EXCERPTED PASSAGE Start Marker

AT A GLANCE:
- DHF (7,8- dihydroxyflavone) is a drug that offers neuroprotection against the effects of hypoxia-ischemia, or the lack of blood and oxygen flow to the brain at birth, but only in female mice, not males (has previously shown).
- Using ultrasensitive LC-MS/MS, researchers mapped multiple steroids in the newborn hippocampus and found steroid contents ≥10-fold higher than plasma, supporting locally regulated neurosteroid biology.
- After injury, males had higher hippocampal testosterone than females, and DHF lowered hippocampal testosterone only in females, offering a clue to sex-specific neuroprotection.
- DHF also lowered hippocampal corticosterone in both sexes, suggesting additional effects on the brain’s stress-hormone environment.
A blood test alone cannot tell the full story of what’s happening inside a newborn’s brain after a brain injury. New research from the Waisman Center at the University of Wisconsin-Madison suggests that the hippocampus—a brain region critical for learning and memory—maintains its own powerful, locally regulated steroid environment during early development and after brain injury.
The findings provide new insight into why male and female newborns can respond differently to brain injury and treatment, with important implications for developing more effective, sex-specific therapies.
The study, published in Biomolecules, focuses on hypoxia-ischemia, a loss of oxygen delivery and blood flow to the brain around the time of birth that can lead to lifelong neurological disability. Male newborns are often more vulnerable to this type of injury and less responsive to treatment, but the biological reasons for these differences have remained unclear.
Investigators in the lab of Pelin Cengiz, MD, professor of pediatrics, identified a sex-specific hormone signature in the injured newborn hippocampus and show that a TrkB-targeting drug produces a matching sex-dependent effect.
A unique “hormone map” of the newborn hippocampus
To explore the biological mechanisms behind sex-specific outcomes, the research team measured levels of testosterone, estradiol, progesterone, and corticosterone in both blood plasma and hippocampal tissue using a technique called liquid chromatography tandem mass spectrometry (LC–MS/MS)—a highly sensitive technique that allows precise hormone quantification in collaboration with Wisconsin National Primate Center investigators Drs. Jon Levine and Amita Kapoor.

EXCERPTED PASSAGE End Marker
DATASET CONTENT Start Marker

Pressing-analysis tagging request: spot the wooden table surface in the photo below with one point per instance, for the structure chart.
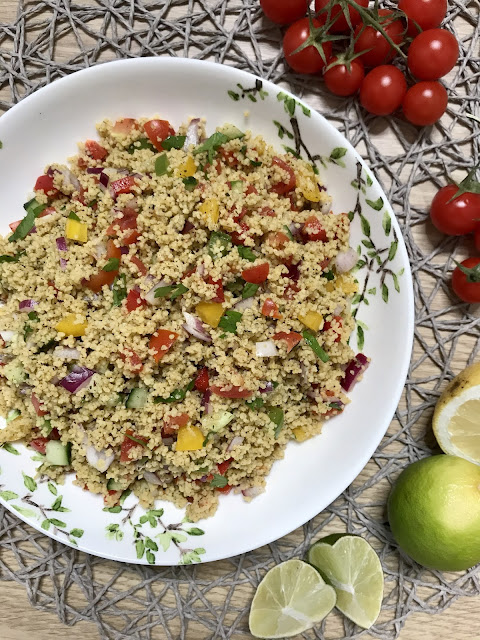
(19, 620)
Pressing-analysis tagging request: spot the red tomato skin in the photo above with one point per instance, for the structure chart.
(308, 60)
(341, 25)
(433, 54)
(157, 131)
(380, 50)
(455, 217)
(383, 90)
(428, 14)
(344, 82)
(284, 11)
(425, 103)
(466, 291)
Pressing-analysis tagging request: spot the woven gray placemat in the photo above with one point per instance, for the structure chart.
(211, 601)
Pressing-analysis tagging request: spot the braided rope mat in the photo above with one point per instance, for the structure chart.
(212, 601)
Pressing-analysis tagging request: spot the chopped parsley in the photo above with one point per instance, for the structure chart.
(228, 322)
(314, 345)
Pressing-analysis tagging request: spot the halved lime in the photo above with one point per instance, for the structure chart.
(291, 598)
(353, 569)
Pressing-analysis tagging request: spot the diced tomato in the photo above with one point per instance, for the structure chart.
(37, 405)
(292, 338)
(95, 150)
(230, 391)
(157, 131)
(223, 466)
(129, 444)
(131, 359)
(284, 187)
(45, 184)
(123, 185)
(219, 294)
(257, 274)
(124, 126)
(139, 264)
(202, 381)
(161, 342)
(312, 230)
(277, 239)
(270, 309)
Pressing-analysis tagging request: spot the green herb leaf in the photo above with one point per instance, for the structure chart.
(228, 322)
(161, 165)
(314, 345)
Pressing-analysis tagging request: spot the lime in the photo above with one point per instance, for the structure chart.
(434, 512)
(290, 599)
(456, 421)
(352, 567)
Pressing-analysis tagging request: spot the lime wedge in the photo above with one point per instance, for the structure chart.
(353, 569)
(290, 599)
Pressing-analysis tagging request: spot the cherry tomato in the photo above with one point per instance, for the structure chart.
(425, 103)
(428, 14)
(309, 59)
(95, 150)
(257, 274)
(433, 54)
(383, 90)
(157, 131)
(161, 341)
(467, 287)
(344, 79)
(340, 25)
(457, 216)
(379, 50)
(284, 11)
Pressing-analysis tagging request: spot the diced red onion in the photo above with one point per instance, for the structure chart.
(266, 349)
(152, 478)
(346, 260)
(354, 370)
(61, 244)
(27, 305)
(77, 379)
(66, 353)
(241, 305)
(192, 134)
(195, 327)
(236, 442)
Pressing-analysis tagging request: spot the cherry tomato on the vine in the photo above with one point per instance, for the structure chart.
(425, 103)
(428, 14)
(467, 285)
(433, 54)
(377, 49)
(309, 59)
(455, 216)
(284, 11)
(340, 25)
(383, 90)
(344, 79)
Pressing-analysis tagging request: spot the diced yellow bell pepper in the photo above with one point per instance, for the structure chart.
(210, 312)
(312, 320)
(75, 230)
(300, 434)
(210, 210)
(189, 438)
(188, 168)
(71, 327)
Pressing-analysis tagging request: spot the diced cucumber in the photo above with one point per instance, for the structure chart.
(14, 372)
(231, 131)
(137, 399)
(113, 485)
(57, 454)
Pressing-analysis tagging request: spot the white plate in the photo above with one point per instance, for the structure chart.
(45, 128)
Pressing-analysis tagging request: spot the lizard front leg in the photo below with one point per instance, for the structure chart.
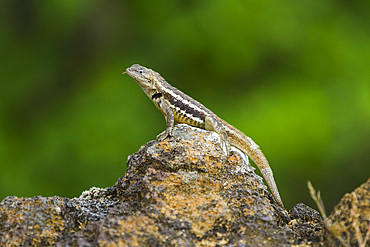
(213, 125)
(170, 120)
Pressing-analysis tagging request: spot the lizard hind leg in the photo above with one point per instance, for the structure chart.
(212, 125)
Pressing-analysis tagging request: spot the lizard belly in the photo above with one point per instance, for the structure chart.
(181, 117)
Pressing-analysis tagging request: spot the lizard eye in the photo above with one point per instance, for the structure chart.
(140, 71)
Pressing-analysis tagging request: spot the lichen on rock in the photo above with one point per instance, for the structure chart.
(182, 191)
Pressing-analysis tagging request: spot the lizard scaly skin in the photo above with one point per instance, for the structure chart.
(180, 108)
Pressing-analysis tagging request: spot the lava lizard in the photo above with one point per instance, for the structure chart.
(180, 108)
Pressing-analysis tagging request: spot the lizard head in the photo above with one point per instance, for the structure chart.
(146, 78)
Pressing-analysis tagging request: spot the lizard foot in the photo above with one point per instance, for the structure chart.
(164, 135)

DATASET CONTENT End Marker

## DIRECTIONS
• A. Answer these questions about the newborn hippocampus article, marking each answer to match.
(i) By how much did hippocampal steroid contents exceed plasma levels?
(ii) In which journal was the study published?
(iii) Which four hormones did the team measure in plasma and hippocampal tissue?
• B. According to the newborn hippocampus article, why do the findings support locally regulated neurosteroid biology?
• C. Extend the newborn hippocampus article past its last sentence.

## ACTIVITY ANSWERS
• A.
(i) They were at least 10-fold higher.
(ii) Biomolecules.
(iii) Testosterone, estradiol, progesterone, and corticosterone.

• B. Using ultrasensitive LC-MS/MS, the researchers found steroid contents in the newborn hippocampus at least 10-fold higher than in plasma. This points to a steroid environment that the hippocampus regulates locally.

• C.
Across conditions, hippocampal steroid content was higher than plasma, suggesting that the newborn hippocampus maintains a hormone environment that cannot be inferred from blood alone. “This study is the first report of what the hormonal composition in the hippocampus looks like at birth. We’ve actually done a comprehensive panel of the hormones and reported for the first time,” Cengiz says.
Testosterone differences—and a sex-specific drug response
Following hypoxia-ischemia, the researchers observed higher hippocampal testosterone in males compared to females. Previous studies have shown that elevated testosterone levels after hypoxia ischemia, can worsen brain injury.
When treated with DHF, a drug that activates the TrkB receptor, they saw a sex-specific effect. Female, but not male, newborn mice showed a reduction in hippocampal testosterone at an early time point after injury. “This drug may be helping the newborn females by decreasing the testosterone content in the female hippocampus. That may be decreasing the detrimental effects of testosterone,” Cengiz explains.
Stress hormone offers additional insight
The researchers also measured corticosterone, a stress hormone known to influence brain injury and recovery. DHF treatment reduced hippocampal corticosterone levels in both females and males, suggesting it may act on multiple hormone-related pathways following injury.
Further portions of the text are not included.